BEGIN Data for analysis
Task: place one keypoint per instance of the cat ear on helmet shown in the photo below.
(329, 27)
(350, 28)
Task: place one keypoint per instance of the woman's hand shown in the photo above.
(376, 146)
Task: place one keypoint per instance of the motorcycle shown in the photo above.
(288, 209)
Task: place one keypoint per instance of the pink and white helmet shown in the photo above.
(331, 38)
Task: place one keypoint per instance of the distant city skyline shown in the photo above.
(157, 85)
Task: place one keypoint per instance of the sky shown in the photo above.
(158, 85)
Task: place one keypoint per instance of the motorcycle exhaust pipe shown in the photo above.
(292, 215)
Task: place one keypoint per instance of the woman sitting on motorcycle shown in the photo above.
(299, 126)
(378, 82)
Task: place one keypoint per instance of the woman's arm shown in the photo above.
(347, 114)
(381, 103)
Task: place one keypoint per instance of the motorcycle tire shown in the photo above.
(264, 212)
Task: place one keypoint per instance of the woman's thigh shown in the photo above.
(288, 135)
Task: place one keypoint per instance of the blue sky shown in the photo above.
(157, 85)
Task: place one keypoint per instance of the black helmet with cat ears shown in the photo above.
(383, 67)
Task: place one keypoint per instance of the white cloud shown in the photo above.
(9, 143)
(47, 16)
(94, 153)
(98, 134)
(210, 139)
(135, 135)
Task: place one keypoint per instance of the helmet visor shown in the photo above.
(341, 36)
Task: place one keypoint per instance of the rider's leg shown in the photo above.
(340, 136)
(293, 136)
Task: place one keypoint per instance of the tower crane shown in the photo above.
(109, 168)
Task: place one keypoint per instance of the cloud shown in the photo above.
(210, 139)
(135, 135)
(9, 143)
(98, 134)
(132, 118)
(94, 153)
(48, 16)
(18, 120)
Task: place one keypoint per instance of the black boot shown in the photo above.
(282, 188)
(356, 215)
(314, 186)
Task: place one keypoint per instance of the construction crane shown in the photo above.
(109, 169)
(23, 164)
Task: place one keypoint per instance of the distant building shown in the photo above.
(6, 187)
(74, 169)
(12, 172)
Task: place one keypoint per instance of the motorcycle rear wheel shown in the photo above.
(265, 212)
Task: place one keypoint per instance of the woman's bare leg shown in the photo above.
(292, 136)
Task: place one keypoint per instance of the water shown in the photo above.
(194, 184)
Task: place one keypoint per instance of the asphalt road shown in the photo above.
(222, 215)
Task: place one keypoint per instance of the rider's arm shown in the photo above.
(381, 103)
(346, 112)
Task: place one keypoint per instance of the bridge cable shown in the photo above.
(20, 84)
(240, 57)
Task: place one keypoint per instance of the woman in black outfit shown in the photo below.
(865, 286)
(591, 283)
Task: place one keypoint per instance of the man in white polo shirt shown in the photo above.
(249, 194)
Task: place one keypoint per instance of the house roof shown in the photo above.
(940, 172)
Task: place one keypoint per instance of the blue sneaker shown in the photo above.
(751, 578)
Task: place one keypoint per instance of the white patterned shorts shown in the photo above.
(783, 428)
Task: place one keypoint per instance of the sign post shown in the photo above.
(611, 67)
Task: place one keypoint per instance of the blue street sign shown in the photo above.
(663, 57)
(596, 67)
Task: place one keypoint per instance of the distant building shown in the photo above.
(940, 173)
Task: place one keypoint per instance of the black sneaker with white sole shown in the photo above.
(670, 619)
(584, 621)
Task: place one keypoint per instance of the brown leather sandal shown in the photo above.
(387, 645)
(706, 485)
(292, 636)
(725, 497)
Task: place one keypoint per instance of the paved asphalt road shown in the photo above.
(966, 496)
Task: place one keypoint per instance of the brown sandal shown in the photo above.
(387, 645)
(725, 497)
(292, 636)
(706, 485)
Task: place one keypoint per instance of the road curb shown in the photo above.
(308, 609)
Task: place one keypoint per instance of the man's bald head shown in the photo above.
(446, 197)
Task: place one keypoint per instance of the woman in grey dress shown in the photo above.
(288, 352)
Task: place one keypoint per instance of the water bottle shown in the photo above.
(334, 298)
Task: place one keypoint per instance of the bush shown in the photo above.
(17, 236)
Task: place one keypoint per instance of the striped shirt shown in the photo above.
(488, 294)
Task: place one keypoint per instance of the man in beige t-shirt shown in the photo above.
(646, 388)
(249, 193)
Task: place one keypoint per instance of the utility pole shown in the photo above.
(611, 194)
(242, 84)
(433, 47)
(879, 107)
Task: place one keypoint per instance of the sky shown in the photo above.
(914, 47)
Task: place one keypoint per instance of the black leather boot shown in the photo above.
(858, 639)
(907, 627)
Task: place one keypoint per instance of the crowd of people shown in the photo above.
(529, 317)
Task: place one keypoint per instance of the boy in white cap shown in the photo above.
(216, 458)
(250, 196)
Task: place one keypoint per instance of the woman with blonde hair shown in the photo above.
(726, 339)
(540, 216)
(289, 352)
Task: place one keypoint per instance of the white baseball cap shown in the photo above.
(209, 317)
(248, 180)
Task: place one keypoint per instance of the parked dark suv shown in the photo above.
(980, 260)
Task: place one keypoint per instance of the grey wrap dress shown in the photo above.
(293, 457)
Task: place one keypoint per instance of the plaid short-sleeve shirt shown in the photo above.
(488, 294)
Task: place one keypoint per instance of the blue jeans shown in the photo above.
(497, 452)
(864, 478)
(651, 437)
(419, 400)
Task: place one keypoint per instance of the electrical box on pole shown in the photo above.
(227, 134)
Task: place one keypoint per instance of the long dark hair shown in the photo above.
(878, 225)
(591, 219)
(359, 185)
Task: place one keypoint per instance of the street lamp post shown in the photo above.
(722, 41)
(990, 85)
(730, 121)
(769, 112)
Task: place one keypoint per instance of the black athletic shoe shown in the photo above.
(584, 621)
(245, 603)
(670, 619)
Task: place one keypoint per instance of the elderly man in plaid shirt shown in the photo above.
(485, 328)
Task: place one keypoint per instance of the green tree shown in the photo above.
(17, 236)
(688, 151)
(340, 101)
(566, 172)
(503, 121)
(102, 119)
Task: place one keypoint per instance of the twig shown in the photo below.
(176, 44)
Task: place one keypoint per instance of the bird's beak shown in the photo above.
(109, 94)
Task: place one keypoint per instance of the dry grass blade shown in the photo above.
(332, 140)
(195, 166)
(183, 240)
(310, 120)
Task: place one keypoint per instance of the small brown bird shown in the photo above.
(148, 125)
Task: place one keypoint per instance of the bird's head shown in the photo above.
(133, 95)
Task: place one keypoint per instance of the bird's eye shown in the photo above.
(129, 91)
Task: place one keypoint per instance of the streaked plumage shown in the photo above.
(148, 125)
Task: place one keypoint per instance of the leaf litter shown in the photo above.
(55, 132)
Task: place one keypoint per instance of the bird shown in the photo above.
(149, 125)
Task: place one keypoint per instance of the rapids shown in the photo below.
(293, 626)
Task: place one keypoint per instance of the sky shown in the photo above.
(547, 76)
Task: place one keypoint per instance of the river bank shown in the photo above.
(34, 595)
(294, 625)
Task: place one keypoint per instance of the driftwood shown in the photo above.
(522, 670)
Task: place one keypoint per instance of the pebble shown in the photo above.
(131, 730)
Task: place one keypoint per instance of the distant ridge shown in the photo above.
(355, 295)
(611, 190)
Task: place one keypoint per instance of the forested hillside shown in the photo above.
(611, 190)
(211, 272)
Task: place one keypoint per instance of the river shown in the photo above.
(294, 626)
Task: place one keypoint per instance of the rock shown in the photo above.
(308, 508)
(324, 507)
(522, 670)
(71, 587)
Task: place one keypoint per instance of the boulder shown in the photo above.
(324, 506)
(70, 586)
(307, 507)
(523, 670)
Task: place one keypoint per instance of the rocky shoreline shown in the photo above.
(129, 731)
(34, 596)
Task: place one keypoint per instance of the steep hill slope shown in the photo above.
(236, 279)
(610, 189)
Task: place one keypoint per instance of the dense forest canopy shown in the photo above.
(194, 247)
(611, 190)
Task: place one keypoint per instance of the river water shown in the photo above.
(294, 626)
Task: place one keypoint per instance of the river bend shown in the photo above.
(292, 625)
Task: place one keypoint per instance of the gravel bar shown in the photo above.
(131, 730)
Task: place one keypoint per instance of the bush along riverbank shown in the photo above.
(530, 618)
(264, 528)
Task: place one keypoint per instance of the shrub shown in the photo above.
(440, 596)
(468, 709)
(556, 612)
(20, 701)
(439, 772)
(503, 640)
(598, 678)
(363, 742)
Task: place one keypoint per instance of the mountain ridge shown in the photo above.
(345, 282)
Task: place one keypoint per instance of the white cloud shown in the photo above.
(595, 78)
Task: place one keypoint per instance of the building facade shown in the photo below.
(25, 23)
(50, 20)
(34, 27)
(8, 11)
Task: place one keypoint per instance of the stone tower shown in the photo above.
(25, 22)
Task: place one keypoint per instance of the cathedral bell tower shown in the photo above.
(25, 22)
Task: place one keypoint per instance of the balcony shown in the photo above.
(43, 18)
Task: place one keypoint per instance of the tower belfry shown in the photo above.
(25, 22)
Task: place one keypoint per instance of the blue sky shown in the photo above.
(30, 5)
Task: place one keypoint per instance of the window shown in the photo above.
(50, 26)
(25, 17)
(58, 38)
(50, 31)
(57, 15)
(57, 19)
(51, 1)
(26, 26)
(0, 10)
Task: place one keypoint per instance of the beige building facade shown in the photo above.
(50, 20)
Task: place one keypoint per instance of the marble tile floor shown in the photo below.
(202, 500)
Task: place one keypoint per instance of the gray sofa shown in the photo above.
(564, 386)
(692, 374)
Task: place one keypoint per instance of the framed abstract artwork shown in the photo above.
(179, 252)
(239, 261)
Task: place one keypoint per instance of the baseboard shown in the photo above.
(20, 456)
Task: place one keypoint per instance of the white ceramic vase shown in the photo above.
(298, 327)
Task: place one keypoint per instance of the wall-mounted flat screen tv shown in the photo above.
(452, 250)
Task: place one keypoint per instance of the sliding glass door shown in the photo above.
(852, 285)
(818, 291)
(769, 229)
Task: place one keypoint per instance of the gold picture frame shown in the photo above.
END Data for analysis
After locating the line with "Task: place one keypoint per instance of the mountain", please repeat it and every line after it exactly, through the end of the data above.

Task: place one keypoint per instance of the mountain ridge shown in the photo above.
(345, 282)
Task: place one keypoint per instance of the white cloud shown in the photo above.
(595, 78)
Task: place one keypoint per instance of the building facade shown in the photo below.
(25, 23)
(50, 20)
(34, 27)
(8, 11)
Task: place one keypoint per instance of the stone tower shown in the photo above.
(25, 22)
Task: place one keypoint per instance of the cathedral bell tower shown in the photo above.
(25, 22)
Task: place one keypoint per instance of the balcony shown in the photo above.
(43, 18)
Task: place one keypoint per instance of the tower belfry shown in the photo above.
(25, 22)
Task: place one keypoint per instance of the blue sky shown in the photo above.
(30, 5)
Task: place one keypoint per instance of the window shown in the photo above.
(50, 26)
(25, 17)
(58, 38)
(50, 31)
(57, 15)
(57, 19)
(51, 1)
(26, 26)
(0, 10)
Task: place one keypoint per instance of the beige building facade shown in the photo above.
(50, 20)
Task: place one keypoint per instance of the marble tile floor shown in the photo below.
(202, 500)
Task: place one keypoint per instance of the gray sofa shown in the photo above.
(564, 386)
(692, 374)
Task: place one keypoint per instance of the framed abstract artwork shown in the photo above.
(179, 252)
(239, 261)
Task: place one keypoint per instance of the baseboard shown in the photo above.
(20, 456)
Task: place one keypoint per instance of the white ceramic vase shown in the photo above.
(298, 327)
Task: place one keypoint per instance of the wall-mounted flat screen tv shown in the photo above.
(452, 250)
Task: place one keypoint per instance of the sliding glass door shown in the photo above.
(852, 285)
(818, 291)
(769, 229)
Task: place one keypoint per instance of the gold picture frame shown in the photo above.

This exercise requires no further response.